Aim: Put every line of the data below into a numbered list, skipping blank lines, and leave the pictures out.

Rows:

______________________________

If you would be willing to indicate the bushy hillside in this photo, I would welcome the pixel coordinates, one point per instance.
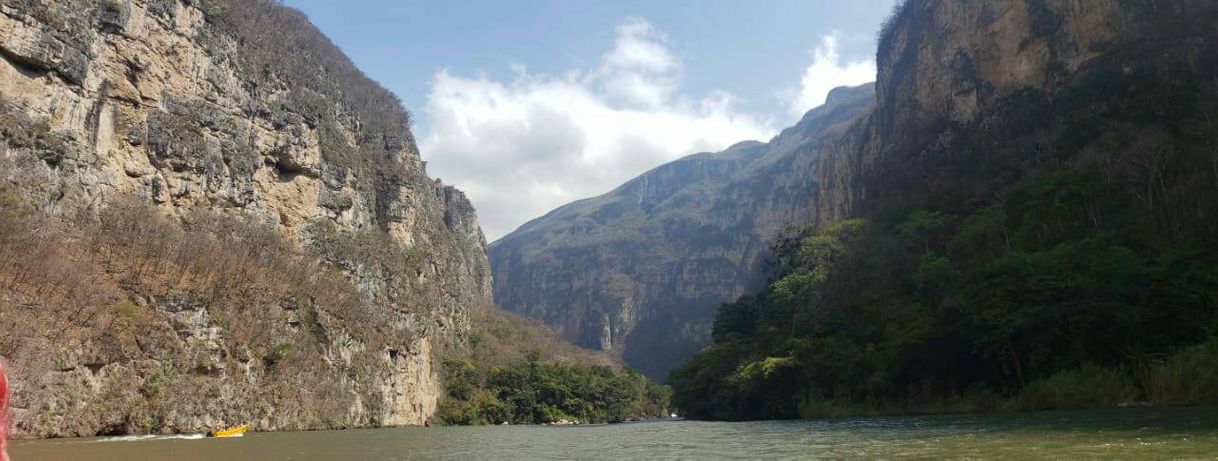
(1043, 246)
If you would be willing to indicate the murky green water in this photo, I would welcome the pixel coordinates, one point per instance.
(1141, 433)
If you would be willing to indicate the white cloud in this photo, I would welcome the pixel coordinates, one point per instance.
(525, 146)
(828, 72)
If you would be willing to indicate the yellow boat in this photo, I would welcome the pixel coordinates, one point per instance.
(236, 431)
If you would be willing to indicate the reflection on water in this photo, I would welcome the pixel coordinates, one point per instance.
(1190, 432)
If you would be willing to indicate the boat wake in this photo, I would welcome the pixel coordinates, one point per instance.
(149, 438)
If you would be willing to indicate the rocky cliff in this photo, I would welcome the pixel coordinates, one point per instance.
(960, 83)
(234, 120)
(641, 270)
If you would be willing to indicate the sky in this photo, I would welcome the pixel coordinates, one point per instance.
(528, 105)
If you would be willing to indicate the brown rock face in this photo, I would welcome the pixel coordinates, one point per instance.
(236, 109)
(642, 273)
(642, 270)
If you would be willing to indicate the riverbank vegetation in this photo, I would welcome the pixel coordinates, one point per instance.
(531, 392)
(1080, 271)
(518, 371)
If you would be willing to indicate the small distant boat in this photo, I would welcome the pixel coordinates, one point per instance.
(235, 431)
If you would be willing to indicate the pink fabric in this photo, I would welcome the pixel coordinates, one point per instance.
(4, 412)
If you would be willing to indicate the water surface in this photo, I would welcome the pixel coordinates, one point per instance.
(1188, 432)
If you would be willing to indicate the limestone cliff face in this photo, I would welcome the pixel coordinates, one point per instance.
(956, 79)
(240, 109)
(642, 270)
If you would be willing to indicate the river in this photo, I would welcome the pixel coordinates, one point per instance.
(1180, 432)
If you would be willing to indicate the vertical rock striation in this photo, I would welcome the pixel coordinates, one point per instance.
(641, 272)
(239, 109)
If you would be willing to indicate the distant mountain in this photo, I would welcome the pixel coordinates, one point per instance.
(642, 270)
(1032, 227)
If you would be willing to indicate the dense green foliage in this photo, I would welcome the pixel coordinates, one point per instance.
(531, 392)
(1074, 272)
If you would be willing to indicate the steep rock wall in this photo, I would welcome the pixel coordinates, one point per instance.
(238, 109)
(641, 271)
(957, 81)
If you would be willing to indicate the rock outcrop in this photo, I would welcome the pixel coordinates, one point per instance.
(642, 270)
(956, 79)
(235, 109)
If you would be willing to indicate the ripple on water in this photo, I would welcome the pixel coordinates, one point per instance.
(1118, 433)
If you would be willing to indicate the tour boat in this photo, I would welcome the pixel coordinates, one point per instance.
(236, 431)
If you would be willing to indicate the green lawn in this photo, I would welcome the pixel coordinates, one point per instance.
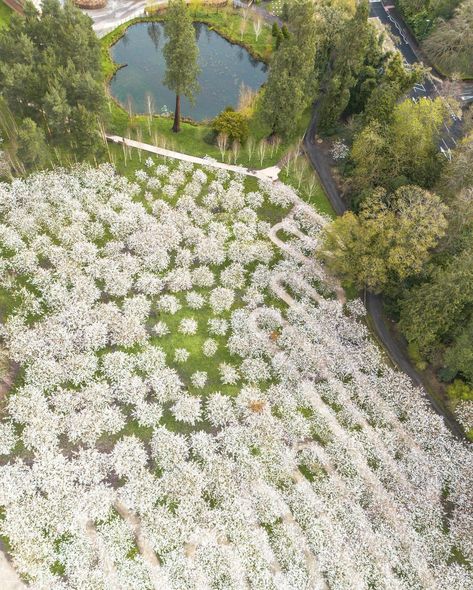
(5, 14)
(197, 139)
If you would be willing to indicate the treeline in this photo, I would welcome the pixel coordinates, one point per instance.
(446, 29)
(333, 54)
(409, 234)
(51, 83)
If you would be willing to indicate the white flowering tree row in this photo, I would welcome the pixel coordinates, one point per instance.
(175, 426)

______________________________

Task answer:
1. If you would be willing to indicate the bushy hillside in this photo, I would welcome the pixel coordinates, one point per instance.
2. (1043, 246)
3. If you would be willing to indicate the murky green water in this photo, I would welcome the pixel coordinates, one point per instance.
4. (1141, 433)
5. If you would be willing to indicate the white cloud in this photo, I would welcome the pixel coordinates, one point per instance.
6. (525, 146)
7. (828, 72)
8. If you would be willing to indicate the yellow boat in this photo, I would welcome the pixel coordinates, one point per instance.
9. (236, 431)
10. If you would be willing to indicate the reflection on water in this photo, I would welcome the pixel coordinates, one point per instance.
11. (1190, 432)
12. If you would be willing to indicate the boat wake in this photo, I would welcome the pixel coordinates, one point per instance.
13. (149, 438)
14. If you would be willing to indicate the rocky cliff in this photo, I would welcome the pixel coordinates, one point per instance.
15. (960, 83)
16. (234, 120)
17. (641, 270)
18. If you would be willing to indicate the sky in this photo, I would welcome the pixel coordinates, one point per instance.
19. (528, 105)
20. If you would be willing to indicate the brown rock face in this photo, I would welcome the pixel coordinates, one point per instance.
21. (236, 109)
22. (642, 273)
23. (642, 270)
24. If you would be willing to indicate the riverbank vegetation in this photo, I would welcome the pixel coordinates, one point per instance.
25. (531, 392)
26. (1080, 271)
27. (518, 371)
28. If you would be willing to indicate the small distant boat in this photo, I would welcome the pixel coordinates, one point per instance.
29. (235, 431)
30. If you would be willing to indicate the pink fabric in this photo, I would welcome the pixel coordinates, one point per instance.
31. (4, 412)
32. If you would be willing to indicate the water surface in this photo, I would welcome the pixel coordinates, one point per instance.
33. (1188, 432)
34. If you would be willing to indicate the limestone cliff face in this photo, I would welcome the pixel coordinates, one point per instance.
35. (956, 79)
36. (240, 109)
37. (642, 270)
38. If you would be willing to indicate the river in this photo, I would welcome the pixel coordinates, one point per instance.
39. (1180, 432)
40. If you would be willing to indicate the vertical rock striation in this photo, I would welcome the pixel coordinates, one point per instance.
41. (641, 272)
42. (239, 109)
43. If you would be willing to indicate the distant mountain in this photo, I would welcome the pixel coordinates, one point per instance.
44. (642, 270)
45. (1032, 227)
46. If you would be willing to indicate the dense green foliage in this photo, I would welcome the pixel coordinates, one point per instance.
47. (531, 392)
48. (1074, 272)
49. If you would be willing to indicate the steep rock wall in this photo, I would welcome the pixel coordinates, one point per instance.
50. (238, 109)
51. (641, 271)
52. (957, 81)
53. If you would be willing to indicate the rock outcrop in this photo, I would welcome the pixel coordinates, one point per instance.
54. (642, 270)
55. (956, 79)
56. (235, 109)
57. If you would be willing to indicate the ripple on water in this photo, I would welcome the pixel coordinates, one point per instance.
58. (1118, 433)
59. If you would be willing to indicate the tour boat in this photo, I would welcome the pixel coordinates, one point per instance.
60. (236, 431)
61. If you would be willing to indicate the green lawn in this photo, I would welcome the pixel coordinates, one point per instance.
62. (5, 14)
63. (197, 139)
64. If you would be willing to indicate the treeline in this photo, I would welcome the pixel coordinates, one point per instance.
65. (446, 29)
66. (333, 54)
67. (409, 234)
68. (51, 83)
69. If you would be willing to indicate the white flowering tree row in this photo, I would welcome the pixel coordinates, one point per instance.
70. (175, 426)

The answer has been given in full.